• [EXERCISE]
The entries that follow should be repeated exactly, with no pictures kept.

• [EXERCISE DATA]
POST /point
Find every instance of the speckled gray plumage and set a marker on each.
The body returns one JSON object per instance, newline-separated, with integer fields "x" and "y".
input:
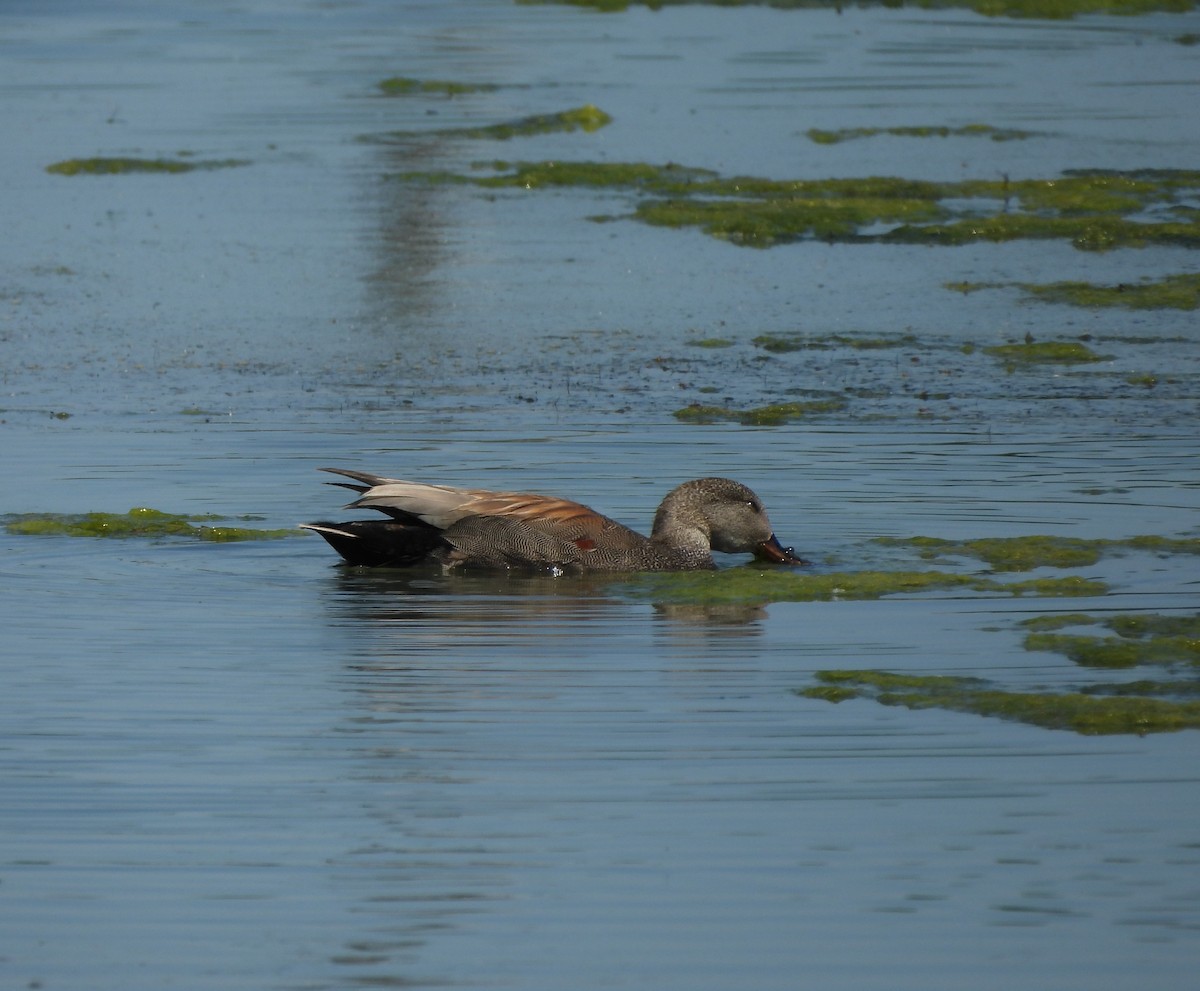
{"x": 478, "y": 528}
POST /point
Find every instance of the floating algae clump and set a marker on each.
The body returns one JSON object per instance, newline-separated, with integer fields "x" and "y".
{"x": 1140, "y": 640}
{"x": 1079, "y": 712}
{"x": 125, "y": 166}
{"x": 1175, "y": 292}
{"x": 967, "y": 131}
{"x": 586, "y": 118}
{"x": 1056, "y": 10}
{"x": 1024, "y": 553}
{"x": 138, "y": 522}
{"x": 403, "y": 85}
{"x": 1045, "y": 353}
{"x": 759, "y": 416}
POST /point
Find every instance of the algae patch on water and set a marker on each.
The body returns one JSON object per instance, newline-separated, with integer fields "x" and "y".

• [TASK OUTPUT]
POST /point
Find every instance of the speckled gray plumage and set a marker on each.
The body returns one JSON object per instance, newline-separated, with integer fields "x" and "y".
input:
{"x": 478, "y": 528}
POST /point
Find every instance of the floating algae clump and set a marker on each.
The body returns one JSON object per instance, newline-separated, with integer fields "x" and "y".
{"x": 1140, "y": 640}
{"x": 1079, "y": 712}
{"x": 125, "y": 166}
{"x": 1175, "y": 292}
{"x": 967, "y": 131}
{"x": 586, "y": 118}
{"x": 1056, "y": 10}
{"x": 1024, "y": 553}
{"x": 138, "y": 522}
{"x": 403, "y": 85}
{"x": 1045, "y": 353}
{"x": 759, "y": 416}
POST /point
Find every instance of the algae patch on water and set a marker on each.
The body returns one JSON object per instance, newline-separated, with integer fields "x" and "y".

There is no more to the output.